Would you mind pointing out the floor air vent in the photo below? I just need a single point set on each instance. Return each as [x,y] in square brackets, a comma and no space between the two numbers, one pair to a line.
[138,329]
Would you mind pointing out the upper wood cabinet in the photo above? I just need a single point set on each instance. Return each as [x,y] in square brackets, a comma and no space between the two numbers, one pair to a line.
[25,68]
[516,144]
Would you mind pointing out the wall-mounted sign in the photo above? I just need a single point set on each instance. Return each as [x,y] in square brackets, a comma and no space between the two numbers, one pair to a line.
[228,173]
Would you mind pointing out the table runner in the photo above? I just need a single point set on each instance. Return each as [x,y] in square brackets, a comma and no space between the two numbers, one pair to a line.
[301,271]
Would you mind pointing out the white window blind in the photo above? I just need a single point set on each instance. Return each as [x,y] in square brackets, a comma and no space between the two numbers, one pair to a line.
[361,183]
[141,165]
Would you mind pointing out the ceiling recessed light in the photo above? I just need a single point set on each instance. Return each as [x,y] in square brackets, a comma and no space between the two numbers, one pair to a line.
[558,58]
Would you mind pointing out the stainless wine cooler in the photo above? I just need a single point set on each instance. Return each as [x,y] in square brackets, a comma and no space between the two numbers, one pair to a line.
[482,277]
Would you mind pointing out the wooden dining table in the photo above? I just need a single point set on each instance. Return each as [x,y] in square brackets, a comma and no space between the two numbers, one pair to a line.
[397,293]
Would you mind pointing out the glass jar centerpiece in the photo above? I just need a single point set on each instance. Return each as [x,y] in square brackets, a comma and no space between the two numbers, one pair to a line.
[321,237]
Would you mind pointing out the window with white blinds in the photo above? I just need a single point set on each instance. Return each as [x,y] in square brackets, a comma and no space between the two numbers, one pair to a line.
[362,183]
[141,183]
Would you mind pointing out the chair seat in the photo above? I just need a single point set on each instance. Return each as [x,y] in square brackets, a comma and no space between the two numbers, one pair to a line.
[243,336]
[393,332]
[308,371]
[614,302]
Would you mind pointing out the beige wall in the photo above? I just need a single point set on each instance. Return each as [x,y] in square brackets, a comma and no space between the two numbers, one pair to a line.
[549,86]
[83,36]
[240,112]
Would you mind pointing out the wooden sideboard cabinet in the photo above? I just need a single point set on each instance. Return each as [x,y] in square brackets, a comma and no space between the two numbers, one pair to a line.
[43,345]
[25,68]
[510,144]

Required action — Extract the full listing and reproduce each line exactly.

The answer —
Would you mind pointing out the floor air vent in the photo below? I just need a single point set on each instance. Return each as [x,y] in square brackets, a comma and no space between the two numbers, one pair to a line.
[138,329]
Would you mind pointing out the upper wood cabinet in the photo above? I just need a single point set on each instance. Return each as [x,y] in square brackets, a comma and no space between the two numbers, one pair to a line.
[25,68]
[516,144]
Would you mind pointing out the wall-mounted sign in the photo above? I just need a single point set on each instance. Return each as [x,y] in square brackets, a comma and no space between the two numbers, one pair to a line.
[228,173]
Would you mind pointing out the table runner in the photo above? I just need a single point set on each instance. Return each as [x,y] in square brackets, a comma and no space between the two numbers, one pair to a line.
[301,271]
Would you mind pointing out the white window blind in the photo above? I just need a single point set on each instance. Return each as [x,y] in square brackets, a comma and no space between the two numbers, one pair to a line.
[361,183]
[141,165]
Would you mind pointing out the ceiling recessed light in the photo above? I just need a single point set on each instance. Return each as [x,y] in square brackets, a comma and no space between the two numbers, one pair to a line.
[558,58]
Would you mind pointing out the stainless wine cooler in the photo above? I just need a single point set on each instance. Return each as [x,y] in square brackets, a comma and no space between the two numbers, one pair to a line.
[482,277]
Would you mind pointing out the wooden dining table in the photo above? I just need a single point set on each instance. Return each as [x,y] in square brackets, a comma and no space between the two numbers, one pair to a line.
[397,293]
Would you mind pointing out the glass jar centerpiece in the photo above? I just need a single point set on each instance. Return each as [x,y] in square brackets, a comma and no space between the two numbers, one pair to a line.
[321,237]
Would you mind pointing out the window with white blinds in the photo above? I just need a single point set on each instance. Return each as [x,y] in square brackets, a comma and no space between the two numbers, one pair to a line.
[362,183]
[141,183]
Would you mind pointing out the chair seat in the photo above? I just need a single point set on each instance. Return each as [x,y] in square brackets, a comma and no space between the two numbers, one pair to a line.
[243,336]
[393,332]
[308,371]
[614,302]
Would you mind pointing out the beige wall in the photo above? I just need a single point set on each instance. Return each as [x,y] in square brackets, a comma and no space between the two numbers, one pair to a line.
[549,86]
[83,36]
[240,112]
Would you mind pointing out the wooden sideboard cabinet in the photo above? I just need a single point set on each instance. Return each as [x,y] in square brackets, a comma and no space between the two numbers, one pair to a line.
[43,345]
[25,68]
[510,144]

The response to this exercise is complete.